- TESTO DA LEGGERE:
ITALIA
Emergenza stradale, una strage quotidiana
Solitamente relegato ai trafiletti di cronaca locale, il fenomeno degli incidenti stradali ha recentemente occupato le prime pagine dei giornali a seguito dell’uccisione di ragazze sulla via Cassia a Roma. Eppure, dietro l’occasionale clamore, continuano a essere nascoste dimensioni e cause di una vera e propria emergenza. Il 23 febbraio, manifestazione nazionale a Roma per la sicurezza stradale
Sovrastato dal rumore di motori rombanti, clacson e improperi di automobilisti e passeggeri del trasporto pubblico bloccati nel traffico, si ode flebile il lamento di chi piange una persona cara, caduta vittima della violenza stradale.
I numeri sono da bollettino di guerra. Nel 2018, ultimo anno per il quale sono disponibili i dati ISTAT, 3334 persone sono morte sulle strade italiane, delle quali 612 andavano a piedi e 219 in bicicletta. Ai morti si aggiungono oltre 240mila feriti, molti menomati per sempre, e un costo per la società di 19.3 miliardi di euro: l’1.1% del prodotto interno lordo nazionale (ISTAT 2017).
Tipicamente le collisioni stradali sono relegate a trafiletti nella cronaca locale, quando non saltano anche questo passaggio e finiscono direttamente ad animare i pomeriggi nei bar: pochi sono i casi che giungono all’attenzione dei media e vi rimangono per qualche giorno. Quando poi a rimetterci sono gli utenti vulnerabili della strada (chi si muove a piedi o in bicicletta), il giornalismo fa a gara per scusare il responsabile e colpevolizzare la vittima.

- Voci archiviate di una raccolta:
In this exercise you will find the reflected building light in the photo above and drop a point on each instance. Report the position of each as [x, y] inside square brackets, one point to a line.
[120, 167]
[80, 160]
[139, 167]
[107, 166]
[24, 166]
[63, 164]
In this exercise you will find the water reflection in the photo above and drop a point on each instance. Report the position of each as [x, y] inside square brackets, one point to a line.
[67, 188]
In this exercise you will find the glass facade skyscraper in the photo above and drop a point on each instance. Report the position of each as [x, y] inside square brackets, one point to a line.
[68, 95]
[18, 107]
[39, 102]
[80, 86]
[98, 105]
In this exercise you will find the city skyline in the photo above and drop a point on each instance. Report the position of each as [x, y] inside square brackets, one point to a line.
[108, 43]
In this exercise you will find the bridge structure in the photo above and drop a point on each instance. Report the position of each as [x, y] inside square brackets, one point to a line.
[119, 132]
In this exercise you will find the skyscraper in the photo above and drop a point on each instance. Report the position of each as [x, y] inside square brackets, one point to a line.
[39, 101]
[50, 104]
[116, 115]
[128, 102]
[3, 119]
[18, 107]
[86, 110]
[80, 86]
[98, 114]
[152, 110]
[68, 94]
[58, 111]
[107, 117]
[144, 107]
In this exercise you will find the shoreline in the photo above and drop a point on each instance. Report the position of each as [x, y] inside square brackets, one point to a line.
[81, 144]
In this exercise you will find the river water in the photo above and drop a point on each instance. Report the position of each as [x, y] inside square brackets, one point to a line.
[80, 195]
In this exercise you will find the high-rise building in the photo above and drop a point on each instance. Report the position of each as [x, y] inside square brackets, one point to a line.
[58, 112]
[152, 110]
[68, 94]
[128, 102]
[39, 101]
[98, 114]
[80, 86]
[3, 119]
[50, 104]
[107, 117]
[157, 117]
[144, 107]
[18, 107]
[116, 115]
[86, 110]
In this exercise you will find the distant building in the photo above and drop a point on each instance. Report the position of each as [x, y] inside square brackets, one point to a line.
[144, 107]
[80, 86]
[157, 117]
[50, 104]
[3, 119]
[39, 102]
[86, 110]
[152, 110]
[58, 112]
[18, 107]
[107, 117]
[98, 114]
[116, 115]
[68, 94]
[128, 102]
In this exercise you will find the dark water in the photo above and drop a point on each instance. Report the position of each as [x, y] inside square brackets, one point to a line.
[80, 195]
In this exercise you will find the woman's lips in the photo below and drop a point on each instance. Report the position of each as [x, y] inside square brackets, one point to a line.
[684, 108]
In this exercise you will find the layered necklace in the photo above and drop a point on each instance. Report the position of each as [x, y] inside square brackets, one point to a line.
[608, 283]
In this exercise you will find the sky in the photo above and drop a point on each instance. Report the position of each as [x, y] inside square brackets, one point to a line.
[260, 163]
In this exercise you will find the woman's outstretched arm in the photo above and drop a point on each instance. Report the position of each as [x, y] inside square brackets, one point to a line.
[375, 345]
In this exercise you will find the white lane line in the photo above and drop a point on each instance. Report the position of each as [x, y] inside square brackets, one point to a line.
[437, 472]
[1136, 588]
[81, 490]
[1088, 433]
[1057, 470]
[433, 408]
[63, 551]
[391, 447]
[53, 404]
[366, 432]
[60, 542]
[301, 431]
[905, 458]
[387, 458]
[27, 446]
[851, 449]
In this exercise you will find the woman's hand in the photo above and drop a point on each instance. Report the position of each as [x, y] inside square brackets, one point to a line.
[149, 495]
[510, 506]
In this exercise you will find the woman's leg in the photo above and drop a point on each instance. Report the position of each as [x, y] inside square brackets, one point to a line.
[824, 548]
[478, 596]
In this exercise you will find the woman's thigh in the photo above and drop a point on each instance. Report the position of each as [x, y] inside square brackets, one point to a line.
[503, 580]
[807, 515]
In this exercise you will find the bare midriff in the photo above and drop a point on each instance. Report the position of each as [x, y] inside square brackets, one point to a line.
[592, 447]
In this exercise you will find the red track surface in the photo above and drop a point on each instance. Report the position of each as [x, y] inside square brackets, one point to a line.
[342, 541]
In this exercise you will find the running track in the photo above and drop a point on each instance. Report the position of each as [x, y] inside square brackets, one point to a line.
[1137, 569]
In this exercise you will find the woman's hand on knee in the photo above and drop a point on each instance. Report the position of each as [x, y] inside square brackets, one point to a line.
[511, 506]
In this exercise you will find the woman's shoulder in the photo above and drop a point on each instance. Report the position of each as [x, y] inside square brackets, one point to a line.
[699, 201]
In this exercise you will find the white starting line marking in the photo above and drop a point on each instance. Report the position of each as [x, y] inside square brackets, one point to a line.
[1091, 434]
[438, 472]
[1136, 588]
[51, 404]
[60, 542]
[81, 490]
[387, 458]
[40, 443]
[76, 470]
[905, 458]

- COMPITO DA SVOLGERE: Prosegua l'articolo sugli incidenti stradali in Italia, riprendendo subito dopo l'ultima frase riportata.

- RISPOSTA ALL'ESERCIZIO:
In questo senso è emblematica l’uccisione di due ragazze in una tarda notte romana dello scorso dicembre. Una vicenda che ha monopolizzato per giorni le prime pagine dei giornali, non tanto per la tragicità della perdita di due giovani vite, ma perché ricalcava il prototipo di storia su cui ricamare pettegolezzi e speculazioni, come magistralmente raccontato su Valigiablu da Fabio Chiusi. E allora via a setacciare la vita di vittime e investitore, a rubare foto dai loro profili personali; giù fiumi d’inchiostro per raccontare il loro carattere e descrivere particolari delle loro brevi esistenze che nulla possono addurre alla ricostruzione della dinamica mortale di quella notte. Ma utilissimi a saziare la bestia. Un esercito di periti benpensanti intanto si è affrettato a precisare che la strada era bagnata, che le due ragazze non attraversavano sulle strisce (ma forse sì), che il semaforo dell’attraversamento era rosso (ma forse no), che il guidatore «non le poteva evitare» e a predicare al resto d’Italia che non è opportuno che due ragazzine vadano in giro da sole di notte.
Quando si riportano notizie di violenza stradale le parole sono importanti, come titola una lettera aperta ai direttori dei giornali firmata da Salvaiciclisti e altre associazioni e movimenti che promuovono la sicurezza stradale. Non a caso, nella lettura di questo articolo non troverete mai la parola “incidente”: quando un evento si ripete oltre 170mila volte in un anno, è un fenomeno sistematico, non incidentale. Chiamateli urti, collisioni, investimenti, uccisioni, omicidi. «Moglie sgozzata da coltello» è un titolo inverosimile? Eppure la neolingua spesso utilizzata dalla stampa riporta di pedoni e ciclisti uccisi dalle “auto“ (specie “impazzite“), da strade e curve killer, salvo poi parlare di “strage di multe” per l’installazione di un autovelox. Questa retorica infima, peraltro fenomeno internazionale, non fa altro che spersonalizzare le responsabilità.
Il contatore di vittime della strada della ciclofficina popolare Ciclostile di Trento
E quando cala il sipario e i giornali voltano pagina, non vuol dire che la violenza stradale si sia fermata. Per cercare di tenere alta l’attenzione Ciclostile, la ciclofficina popolare del Centro Sociale Bruno di Trento, in collaborazione con Paolo Bellino di Salvaiciclisti Roma, ha realizzato un contatore di morti e feriti della strada. Dal 22 dicembre, il conteggio è già arrivato a 152 morti, tra i quali 56 persone che andavano a piedi o in bicicletta, uccise da automobilisti.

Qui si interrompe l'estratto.